---------- Selected passage

This year, deaths from lung cancer will exceed the number of deaths from almost every other cancer combined, and even people who gave up smoking decades ago, and people who have never smoked at all, will be among its victims.

Most people think of lung cancer as a male disease. Unfortunately, American women are catching up. I was surprised when I learned that I was one of them.

In November 2003, I broke my arm at my health club and was diagnosed with incurable (Stage IV) lung cancer that had metastasized to my shoulder and arm — a big shock for someone who stopped smoking 38 years ago, exercises an hour a day and has worked in public health for the past 25 years.

At the time of my diagnosis, I was under the care of four highly regarded physicians. My symptoms were hoarseness, complete exhaustion and severe pain in my arm — the result, I thought, of a sports injury. Two of my physicians had experienced recent sports injuries and were very sympathetic.

Since my diagnosis, I have read extensively about lung cancer and am fully aware of the challenges in diagnosing this disease. One reason for this is that lung cancer is often difficult to detect in its early stages, since there is no simple test, such as the PSA test for prostate cancer or mammograms for breast cancer.

--------------------

__What this exercise asks__
[1] Condense the paragraph of the lung cancer passage that begins "At the time of my diagnosis" into a brief bulleted list that keeps its main facts.
[2] From the lung cancer passage, extract the exact text starting with "Since my diagnosis, I" and going on through "for breast cancer.".

---------- Records

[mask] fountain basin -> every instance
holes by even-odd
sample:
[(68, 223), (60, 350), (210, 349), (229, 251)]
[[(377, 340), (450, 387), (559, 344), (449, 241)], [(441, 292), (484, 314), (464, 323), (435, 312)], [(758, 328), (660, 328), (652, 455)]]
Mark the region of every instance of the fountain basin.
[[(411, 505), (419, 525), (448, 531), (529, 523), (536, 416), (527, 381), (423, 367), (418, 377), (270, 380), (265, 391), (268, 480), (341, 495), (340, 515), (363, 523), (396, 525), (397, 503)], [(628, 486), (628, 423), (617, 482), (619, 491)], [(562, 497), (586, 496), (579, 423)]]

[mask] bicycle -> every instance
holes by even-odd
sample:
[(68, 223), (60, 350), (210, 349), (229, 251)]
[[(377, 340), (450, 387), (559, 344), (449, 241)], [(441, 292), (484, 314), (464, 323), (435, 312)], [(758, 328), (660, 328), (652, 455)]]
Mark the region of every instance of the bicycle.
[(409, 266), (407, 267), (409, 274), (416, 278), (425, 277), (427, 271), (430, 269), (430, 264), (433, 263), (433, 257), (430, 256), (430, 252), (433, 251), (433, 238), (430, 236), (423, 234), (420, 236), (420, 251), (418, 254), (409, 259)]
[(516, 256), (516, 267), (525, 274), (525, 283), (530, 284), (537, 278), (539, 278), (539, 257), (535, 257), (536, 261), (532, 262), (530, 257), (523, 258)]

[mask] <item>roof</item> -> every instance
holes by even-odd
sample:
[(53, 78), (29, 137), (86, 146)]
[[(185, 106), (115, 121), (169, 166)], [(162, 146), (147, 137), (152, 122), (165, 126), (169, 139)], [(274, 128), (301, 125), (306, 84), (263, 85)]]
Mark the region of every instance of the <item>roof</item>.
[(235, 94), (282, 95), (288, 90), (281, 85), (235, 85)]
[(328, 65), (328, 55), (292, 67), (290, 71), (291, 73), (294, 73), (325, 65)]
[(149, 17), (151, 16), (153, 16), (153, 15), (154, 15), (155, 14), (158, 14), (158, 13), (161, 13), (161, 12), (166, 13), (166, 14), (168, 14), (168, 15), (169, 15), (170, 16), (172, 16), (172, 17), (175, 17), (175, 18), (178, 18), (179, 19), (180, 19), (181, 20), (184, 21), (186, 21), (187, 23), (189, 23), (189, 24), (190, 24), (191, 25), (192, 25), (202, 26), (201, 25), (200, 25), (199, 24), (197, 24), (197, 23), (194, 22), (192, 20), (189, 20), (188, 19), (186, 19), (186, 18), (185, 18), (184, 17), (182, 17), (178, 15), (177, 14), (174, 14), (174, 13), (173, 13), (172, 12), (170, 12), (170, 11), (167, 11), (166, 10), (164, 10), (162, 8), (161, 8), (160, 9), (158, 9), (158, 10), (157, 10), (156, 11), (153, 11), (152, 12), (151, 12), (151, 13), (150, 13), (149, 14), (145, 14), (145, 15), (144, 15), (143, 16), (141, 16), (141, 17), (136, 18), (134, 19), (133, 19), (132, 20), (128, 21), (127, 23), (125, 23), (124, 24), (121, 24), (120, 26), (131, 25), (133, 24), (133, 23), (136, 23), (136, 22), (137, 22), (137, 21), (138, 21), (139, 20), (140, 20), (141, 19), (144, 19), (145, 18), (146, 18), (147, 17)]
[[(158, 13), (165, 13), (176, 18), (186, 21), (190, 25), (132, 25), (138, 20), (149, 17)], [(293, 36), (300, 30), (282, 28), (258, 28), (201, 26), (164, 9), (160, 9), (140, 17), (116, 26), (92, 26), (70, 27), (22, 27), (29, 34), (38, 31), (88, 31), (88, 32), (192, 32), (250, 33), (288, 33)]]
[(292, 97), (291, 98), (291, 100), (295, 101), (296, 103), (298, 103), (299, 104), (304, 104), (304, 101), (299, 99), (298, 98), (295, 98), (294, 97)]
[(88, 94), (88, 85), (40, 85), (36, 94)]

--------------------

__Task solutions__
[1]
- At diagnosis, the writer was being treated by four highly regarded physicians.
- The symptoms were hoarseness, complete exhaustion and severe arm pain, which the writer believed came from a sports injury.
- Two of the physicians had recently had sports injuries of their own and were very sympathetic.

[2]
Since my diagnosis, I have read extensively about lung cancer and am fully aware of the challenges in diagnosing this disease. One reason for this is that lung cancer is often difficult to detect in its early stages, since there is no simple test, such as the PSA test for prostate cancer or mammograms for breast cancer.